FRAGMENTO PROPORCIONADO:
------------------------------

Cuando era chico, cambie mil veces de equipo de
fútbol. Al principio era de San Lorenzo, por estímulo de mi padrino. Todavía
tengo una camiseta de aquella época, diminuta y hermosa. Roja y azul con la
marca de las tres tiras. Y después empecé a cambiar de cuadro como de remera
durante un período de tres o cuatros años. De Boca a River, de River a Racing,
de Racing a Independiente, de Independiente a Boca, y así. Mutando por motivos
absurdos, como partidos perdidos o jugadores que parecían más o menos
simpáticos.
¡El descubrimiento del horror! ¡El niño que cambia
de cuadro como de calzoncillo merece la muerte en la hoguera! No es algo que me
ha marcado, con el tiempo me hice hincha de algún cuadro, lo mantuve, y he ido
a la cancha, pero lo abandone. Mitad desilusionado y mitad aburrido por la
postura que debe tomar un hincha de fútbol. Me gustan los chistes, y disfruto
del humor negro. Pero cuando los chistes se tornan en serio y el humor negro
pasa a ser realidad negra, dejo de sentirme a gusto.
Porque tu identidad, depende de lo que elijas. Sí,
puede ser. Se ve. No es lo mismo quién eligió a los Stones que a los Beatles,
ni el color rojo al color azul. Porque, a pesar de todo, todavía existe quien
es ama porque elige y no al revés.
A la edad, mal que mal, cuando uno siente que
empieza a ser hombre, no por la simple disposición de pelos toscos, gruesos y
negros en los lugares más o menos esperados, sino por la simple imposición del
mundo de empezar a dejarte a tu propia suerte; uno ya lleva varias elecciones,
inconcientes, o concientes. Las pequeñas
batallas. Y aquella adrenalina de poder elegir, aunque con la presencia
panóptica de los padres, se vuelve esencia de vida.

------------------------------

DATOS SUMINISTRADOS:

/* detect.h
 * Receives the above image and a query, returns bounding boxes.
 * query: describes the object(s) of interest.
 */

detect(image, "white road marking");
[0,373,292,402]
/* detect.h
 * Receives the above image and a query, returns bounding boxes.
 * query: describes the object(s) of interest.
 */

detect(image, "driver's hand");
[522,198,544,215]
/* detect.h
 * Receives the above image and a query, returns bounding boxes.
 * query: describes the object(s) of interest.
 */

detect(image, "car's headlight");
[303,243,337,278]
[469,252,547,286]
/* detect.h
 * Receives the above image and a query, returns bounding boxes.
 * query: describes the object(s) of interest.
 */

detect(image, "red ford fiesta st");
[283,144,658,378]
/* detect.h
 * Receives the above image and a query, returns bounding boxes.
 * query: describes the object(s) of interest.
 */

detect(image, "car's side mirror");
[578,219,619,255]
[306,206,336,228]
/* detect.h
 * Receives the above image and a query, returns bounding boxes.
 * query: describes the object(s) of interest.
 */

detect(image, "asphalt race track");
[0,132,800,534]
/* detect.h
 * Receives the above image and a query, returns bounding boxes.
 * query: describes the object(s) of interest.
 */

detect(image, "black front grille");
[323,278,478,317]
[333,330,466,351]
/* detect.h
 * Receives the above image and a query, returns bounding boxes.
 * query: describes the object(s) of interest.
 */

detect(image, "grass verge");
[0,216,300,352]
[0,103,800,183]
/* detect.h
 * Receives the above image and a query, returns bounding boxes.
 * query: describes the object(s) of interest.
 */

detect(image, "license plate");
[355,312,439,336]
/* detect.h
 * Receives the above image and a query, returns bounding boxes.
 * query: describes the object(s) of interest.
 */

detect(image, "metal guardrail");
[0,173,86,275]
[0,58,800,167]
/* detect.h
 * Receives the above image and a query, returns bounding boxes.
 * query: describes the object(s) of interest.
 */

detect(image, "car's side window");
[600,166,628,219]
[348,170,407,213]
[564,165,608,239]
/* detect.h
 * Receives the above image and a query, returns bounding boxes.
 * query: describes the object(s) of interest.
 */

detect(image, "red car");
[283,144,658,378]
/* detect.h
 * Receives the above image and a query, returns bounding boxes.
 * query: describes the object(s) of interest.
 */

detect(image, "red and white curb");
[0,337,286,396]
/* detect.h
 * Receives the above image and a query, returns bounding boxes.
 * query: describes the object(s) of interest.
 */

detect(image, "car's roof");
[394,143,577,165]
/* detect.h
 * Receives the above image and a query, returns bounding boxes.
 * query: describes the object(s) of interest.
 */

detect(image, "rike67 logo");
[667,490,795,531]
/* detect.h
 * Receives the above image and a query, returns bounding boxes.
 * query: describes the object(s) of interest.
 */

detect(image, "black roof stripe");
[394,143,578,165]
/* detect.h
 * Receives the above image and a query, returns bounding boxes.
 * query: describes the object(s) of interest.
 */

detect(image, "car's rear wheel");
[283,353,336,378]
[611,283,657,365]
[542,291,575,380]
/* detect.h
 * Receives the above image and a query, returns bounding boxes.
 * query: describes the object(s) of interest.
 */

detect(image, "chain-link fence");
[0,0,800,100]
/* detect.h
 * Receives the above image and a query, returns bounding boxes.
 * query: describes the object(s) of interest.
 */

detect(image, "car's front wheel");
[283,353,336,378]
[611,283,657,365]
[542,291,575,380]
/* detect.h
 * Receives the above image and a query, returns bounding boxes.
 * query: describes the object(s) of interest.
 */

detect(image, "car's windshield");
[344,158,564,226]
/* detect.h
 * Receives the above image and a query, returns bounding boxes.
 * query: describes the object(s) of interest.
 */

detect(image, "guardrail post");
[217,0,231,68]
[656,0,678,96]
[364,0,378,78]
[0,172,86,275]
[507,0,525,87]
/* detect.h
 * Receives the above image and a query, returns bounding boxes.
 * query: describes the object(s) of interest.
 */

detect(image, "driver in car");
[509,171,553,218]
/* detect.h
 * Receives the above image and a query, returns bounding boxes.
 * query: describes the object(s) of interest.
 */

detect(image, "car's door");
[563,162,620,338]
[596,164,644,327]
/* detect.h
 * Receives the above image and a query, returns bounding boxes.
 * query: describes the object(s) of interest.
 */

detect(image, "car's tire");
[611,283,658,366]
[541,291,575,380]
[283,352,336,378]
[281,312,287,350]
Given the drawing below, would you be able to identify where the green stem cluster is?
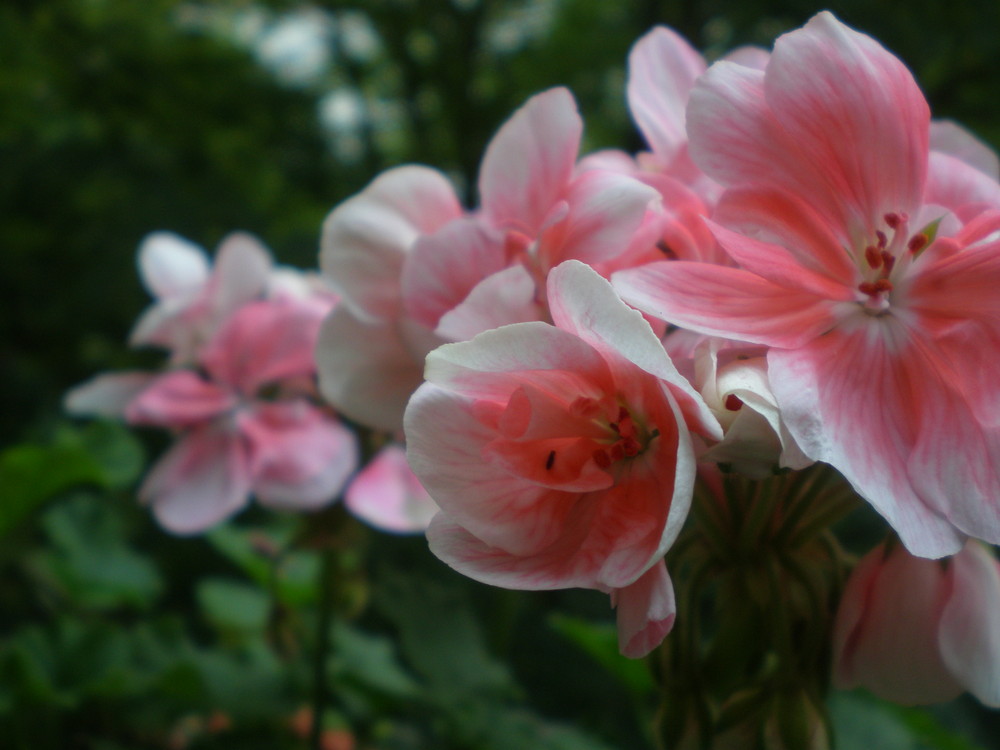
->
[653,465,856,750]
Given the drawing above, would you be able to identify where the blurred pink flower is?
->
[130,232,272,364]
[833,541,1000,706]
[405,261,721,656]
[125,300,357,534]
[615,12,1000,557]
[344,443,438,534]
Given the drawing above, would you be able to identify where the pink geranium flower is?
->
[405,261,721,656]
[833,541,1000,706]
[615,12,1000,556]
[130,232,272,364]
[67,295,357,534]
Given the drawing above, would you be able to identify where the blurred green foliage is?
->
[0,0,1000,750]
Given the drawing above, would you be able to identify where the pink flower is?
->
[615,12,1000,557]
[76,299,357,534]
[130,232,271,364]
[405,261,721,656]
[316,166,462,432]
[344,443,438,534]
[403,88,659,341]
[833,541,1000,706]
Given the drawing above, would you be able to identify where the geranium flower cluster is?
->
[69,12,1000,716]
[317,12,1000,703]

------------------------------

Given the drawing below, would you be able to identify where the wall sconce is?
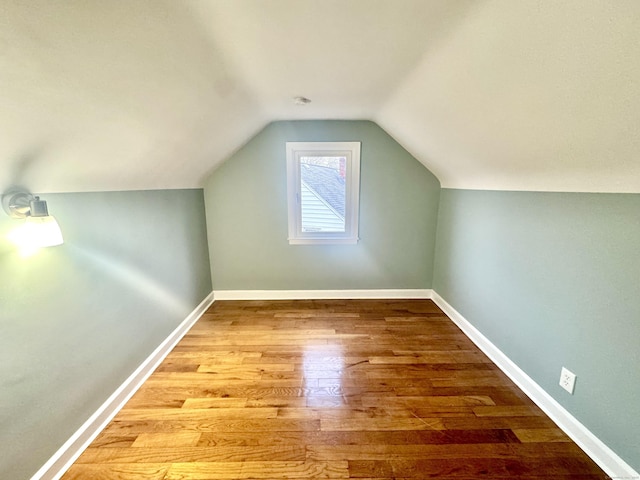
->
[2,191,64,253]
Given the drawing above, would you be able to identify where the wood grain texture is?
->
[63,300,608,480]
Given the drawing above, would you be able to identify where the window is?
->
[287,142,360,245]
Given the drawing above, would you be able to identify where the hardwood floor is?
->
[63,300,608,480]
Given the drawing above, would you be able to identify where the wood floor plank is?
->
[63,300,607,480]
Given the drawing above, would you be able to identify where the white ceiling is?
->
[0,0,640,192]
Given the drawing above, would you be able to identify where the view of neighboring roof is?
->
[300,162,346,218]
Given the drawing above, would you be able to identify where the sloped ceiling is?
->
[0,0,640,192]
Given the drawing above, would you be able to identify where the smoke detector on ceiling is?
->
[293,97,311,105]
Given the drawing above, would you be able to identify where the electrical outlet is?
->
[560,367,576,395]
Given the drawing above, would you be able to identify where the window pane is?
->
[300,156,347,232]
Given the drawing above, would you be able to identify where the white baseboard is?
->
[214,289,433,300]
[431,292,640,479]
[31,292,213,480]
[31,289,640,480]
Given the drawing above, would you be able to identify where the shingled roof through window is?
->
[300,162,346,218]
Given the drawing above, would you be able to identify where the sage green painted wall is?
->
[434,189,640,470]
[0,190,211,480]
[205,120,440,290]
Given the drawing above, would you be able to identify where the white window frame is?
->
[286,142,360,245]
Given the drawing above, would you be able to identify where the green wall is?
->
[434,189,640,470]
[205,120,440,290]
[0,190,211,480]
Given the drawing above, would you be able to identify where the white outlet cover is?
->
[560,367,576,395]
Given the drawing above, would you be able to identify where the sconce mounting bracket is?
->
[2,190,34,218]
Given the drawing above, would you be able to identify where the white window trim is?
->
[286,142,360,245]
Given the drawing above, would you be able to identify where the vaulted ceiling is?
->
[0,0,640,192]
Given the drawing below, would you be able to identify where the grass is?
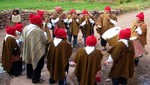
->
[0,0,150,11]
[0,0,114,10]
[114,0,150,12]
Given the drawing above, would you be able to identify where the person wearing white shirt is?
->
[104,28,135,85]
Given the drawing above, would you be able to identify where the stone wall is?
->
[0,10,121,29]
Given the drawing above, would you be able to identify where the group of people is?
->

------------------------------

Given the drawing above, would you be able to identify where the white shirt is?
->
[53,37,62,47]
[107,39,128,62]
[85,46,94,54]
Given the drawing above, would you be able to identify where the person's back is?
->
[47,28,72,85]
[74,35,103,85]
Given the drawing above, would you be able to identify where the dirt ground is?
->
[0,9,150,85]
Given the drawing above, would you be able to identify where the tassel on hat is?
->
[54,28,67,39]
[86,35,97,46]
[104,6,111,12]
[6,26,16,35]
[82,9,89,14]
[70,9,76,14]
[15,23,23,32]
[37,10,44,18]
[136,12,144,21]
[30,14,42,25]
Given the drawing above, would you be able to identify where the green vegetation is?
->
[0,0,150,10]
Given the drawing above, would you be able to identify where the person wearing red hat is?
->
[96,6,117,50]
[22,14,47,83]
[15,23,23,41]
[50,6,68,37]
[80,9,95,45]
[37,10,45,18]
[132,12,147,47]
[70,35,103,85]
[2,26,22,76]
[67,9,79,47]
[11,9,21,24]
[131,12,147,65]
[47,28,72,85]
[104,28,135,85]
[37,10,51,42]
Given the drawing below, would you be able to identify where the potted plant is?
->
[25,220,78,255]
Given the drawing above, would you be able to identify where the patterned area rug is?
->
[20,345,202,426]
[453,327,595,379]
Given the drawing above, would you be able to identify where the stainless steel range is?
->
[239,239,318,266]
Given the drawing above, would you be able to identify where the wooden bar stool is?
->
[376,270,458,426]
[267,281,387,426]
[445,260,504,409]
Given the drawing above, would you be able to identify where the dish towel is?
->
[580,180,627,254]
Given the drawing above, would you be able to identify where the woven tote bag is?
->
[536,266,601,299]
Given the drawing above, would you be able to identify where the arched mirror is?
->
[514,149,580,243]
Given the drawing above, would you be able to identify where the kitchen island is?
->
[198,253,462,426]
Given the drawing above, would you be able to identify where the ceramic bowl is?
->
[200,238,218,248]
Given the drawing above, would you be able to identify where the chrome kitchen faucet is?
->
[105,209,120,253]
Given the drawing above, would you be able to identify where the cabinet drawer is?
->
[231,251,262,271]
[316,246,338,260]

------------------------------

EJERCICIO:
Continúe el relato sobre los cambios de equipo de fútbol en la infancia a partir de su última oración.

RESPUESTA:
Y con el tiempo uno se da cuenta que es libre de
elegir cada día más. Incluso puede elegir entre una patada en el culo o un
bostezo en la frente. Y ambas, tendrán el mismo efecto, o parecido. Y duelen lo
mismo. Y lo digo recordando las veces que se me han bostezado en la cara, con
el gesto apático y la mirada tratando de perderse en lo primero que pase.
Aprendí, entonces, a hablar lo justo y necesario. Y no dedicarle energías a los
bostezantes.
Y hay que elegir, como si fuese una ruleta, y uno tendría
que hacer una apuesta. Porque este azar, esta aletoriedad de los caminos trazados,
que te da la tranquilidad de no poder encontrar la causa de de los hechos que
te llevaron hasta ese punto.
Tal vez eso sea el azar, la imposibilidad de
predecir, la dificultad de explicar. El azar da calma. Libra de culpas, es
mucho más fácil pensar que no existen causas que expliquen los caminos. Para
desligarnos, para transformarnos en objetos.
Y yo, tal vez, hasta aquí lo acepto, como acepto
que un político puede ser eficiente y corrupto, de mala gana, muy mala gana,
pero ¿sabés cuando me siento un completo idiota? Cuando tengo que elegir entre
Paul, John, Ringo o George.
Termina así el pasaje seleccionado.